Selected excerpt:
┌──

2. Rule 28(1) of the Parole Board Rules 2019 provides that applications for reconsideration may be made in eligible cases either on the basis (a) that the decision is irrational and/or (b) that it is procedurally unfair.
3. I have considered the application on the papers. These are the 353-page dossier provided by the Secretary of State which included the Panel’s written decision, the application for reconsideration submitted by the Solicitor representing the Applicant and an email from the Public Protection Casework Section (PPCS) on behalf of the Secretary of State dated 28 July 2022. I have also listened to the audio recording of the oral hearing.
Background
4. The Applicant was sentenced 27 January 2017 to an extended sentence comprising of 8 years custodial and 4 years extension for robbery, attempted robbery and in being possession of an imitation firearm. The Applicant’s Parole Eligibility Date was 03 March 2022. This is the Applicants first review.

└──

Stated problem A: According to the parole reconsideration excerpt, on what date was the Applicant sentenced?
The text and the records have no connection to each other.

[Entries from a dataset]
┌──

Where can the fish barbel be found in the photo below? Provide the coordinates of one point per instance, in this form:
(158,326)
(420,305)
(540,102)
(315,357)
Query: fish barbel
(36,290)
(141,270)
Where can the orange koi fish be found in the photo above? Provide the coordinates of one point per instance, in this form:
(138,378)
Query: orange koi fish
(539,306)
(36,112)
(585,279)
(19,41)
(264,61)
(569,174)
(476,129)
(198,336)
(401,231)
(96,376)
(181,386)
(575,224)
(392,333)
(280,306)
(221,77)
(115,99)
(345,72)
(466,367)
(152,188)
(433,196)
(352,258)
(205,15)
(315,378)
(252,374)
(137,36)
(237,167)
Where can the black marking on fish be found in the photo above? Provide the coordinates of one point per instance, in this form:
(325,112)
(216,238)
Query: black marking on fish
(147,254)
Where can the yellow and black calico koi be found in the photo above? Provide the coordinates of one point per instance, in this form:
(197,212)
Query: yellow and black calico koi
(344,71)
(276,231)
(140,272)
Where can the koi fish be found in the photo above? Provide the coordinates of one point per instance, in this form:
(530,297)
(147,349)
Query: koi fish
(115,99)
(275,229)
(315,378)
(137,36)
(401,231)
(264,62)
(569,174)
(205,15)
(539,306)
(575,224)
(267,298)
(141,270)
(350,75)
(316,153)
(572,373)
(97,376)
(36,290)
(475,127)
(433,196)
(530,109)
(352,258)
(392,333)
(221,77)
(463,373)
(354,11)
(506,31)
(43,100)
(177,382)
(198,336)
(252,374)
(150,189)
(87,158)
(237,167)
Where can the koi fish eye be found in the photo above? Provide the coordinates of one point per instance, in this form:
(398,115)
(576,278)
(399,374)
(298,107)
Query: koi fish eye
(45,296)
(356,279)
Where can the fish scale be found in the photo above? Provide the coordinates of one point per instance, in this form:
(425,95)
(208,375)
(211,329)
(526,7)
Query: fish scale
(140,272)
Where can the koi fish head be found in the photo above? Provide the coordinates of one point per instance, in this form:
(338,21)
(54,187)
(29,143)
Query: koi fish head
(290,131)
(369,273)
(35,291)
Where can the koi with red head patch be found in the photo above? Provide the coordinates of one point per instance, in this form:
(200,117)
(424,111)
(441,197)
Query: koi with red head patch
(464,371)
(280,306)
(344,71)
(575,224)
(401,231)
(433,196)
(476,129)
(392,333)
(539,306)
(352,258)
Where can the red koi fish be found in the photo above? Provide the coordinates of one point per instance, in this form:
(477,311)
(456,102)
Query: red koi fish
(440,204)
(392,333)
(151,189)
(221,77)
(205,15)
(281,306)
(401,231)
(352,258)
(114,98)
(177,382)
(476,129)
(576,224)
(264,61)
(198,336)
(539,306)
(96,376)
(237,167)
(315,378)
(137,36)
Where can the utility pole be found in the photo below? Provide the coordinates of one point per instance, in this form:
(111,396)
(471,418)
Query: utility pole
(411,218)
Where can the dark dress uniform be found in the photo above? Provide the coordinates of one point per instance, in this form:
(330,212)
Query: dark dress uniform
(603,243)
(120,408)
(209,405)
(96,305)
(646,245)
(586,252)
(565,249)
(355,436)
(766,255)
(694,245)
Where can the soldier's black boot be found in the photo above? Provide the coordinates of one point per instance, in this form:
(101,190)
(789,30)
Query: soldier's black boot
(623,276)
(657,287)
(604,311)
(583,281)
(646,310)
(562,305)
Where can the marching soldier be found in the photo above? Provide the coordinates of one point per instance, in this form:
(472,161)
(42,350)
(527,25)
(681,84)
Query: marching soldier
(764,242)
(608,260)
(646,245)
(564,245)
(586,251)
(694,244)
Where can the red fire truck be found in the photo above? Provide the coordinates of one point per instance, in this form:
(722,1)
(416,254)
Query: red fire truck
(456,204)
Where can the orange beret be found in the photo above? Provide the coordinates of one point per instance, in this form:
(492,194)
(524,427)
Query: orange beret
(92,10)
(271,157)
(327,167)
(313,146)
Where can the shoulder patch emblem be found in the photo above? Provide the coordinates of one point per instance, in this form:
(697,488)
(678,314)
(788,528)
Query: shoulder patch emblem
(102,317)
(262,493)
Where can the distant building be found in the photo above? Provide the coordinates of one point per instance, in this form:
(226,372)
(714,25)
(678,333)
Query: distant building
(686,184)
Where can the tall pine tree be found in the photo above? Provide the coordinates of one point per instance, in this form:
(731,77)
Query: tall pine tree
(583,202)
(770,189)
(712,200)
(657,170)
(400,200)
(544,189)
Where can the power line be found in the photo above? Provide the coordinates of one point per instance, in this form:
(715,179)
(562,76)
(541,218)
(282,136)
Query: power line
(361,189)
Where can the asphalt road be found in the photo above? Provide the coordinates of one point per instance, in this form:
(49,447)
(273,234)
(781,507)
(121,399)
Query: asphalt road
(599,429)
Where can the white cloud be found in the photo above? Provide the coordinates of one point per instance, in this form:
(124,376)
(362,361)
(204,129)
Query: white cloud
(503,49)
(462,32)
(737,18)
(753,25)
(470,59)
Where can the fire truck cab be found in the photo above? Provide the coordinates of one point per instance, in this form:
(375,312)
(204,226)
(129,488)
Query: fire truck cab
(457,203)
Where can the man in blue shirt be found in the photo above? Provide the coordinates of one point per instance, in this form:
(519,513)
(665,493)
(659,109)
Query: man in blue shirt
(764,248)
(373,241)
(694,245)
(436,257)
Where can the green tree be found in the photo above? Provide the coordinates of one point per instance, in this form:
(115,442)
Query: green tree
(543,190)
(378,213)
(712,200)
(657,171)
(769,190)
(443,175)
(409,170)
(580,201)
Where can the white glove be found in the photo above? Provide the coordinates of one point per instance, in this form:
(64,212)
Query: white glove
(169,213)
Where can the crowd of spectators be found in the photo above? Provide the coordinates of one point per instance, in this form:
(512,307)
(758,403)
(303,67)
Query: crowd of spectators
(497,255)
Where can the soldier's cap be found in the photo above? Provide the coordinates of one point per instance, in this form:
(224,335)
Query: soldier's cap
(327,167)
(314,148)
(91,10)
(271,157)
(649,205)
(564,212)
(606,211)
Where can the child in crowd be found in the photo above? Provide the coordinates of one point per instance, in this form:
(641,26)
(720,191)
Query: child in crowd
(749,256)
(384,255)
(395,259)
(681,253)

└──

Stated problem B: Recast the records as a Markdown table with the columns Row and Record line, one row per line and blank lines left out. Begin at the record line containing "Where can the man" and end at the last line of the records.

Reply A: 27 January 2017.

Reply B:
| Row | Record line |
|---|---|
| 1 | Where can the man in blue shirt be found in the photo above? Provide the coordinates of one point per instance, in this form: |
| 2 | (519,513) |
| 3 | (665,493) |
| 4 | (659,109) |
| 5 | Query: man in blue shirt |
| 6 | (764,248) |
| 7 | (373,241) |
| 8 | (694,245) |
| 9 | (436,257) |
| 10 | Where can the green tree be found in the photo above? Provide the coordinates of one point per instance, in this form: |
| 11 | (115,442) |
| 12 | Query: green tree |
| 13 | (543,190) |
| 14 | (378,213) |
| 15 | (712,200) |
| 16 | (657,171) |
| 17 | (769,190) |
| 18 | (443,175) |
| 19 | (409,170) |
| 20 | (580,201) |
| 21 | Where can the white glove be found in the photo above? Provide the coordinates of one point per instance, in this form: |
| 22 | (64,212) |
| 23 | Query: white glove |
| 24 | (169,213) |
| 25 | Where can the crowd of spectators be found in the photo above? Provide the coordinates of one point per instance, in this form: |
| 26 | (512,307) |
| 27 | (758,403) |
| 28 | (303,67) |
| 29 | Query: crowd of spectators |
| 30 | (497,255) |
| 31 | Where can the soldier's cap be found in the photo above? Provide the coordinates of one point per instance, in this form: |
| 32 | (224,335) |
| 33 | Query: soldier's cap |
| 34 | (327,167) |
| 35 | (314,148) |
| 36 | (91,10) |
| 37 | (271,157) |
| 38 | (649,205) |
| 39 | (564,212) |
| 40 | (606,211) |
| 41 | Where can the child in crowd be found in the photo above? Provide the coordinates of one point per instance, in this form: |
| 42 | (641,26) |
| 43 | (720,191) |
| 44 | Query: child in crowd |
| 45 | (749,256) |
| 46 | (384,255) |
| 47 | (395,259) |
| 48 | (681,253) |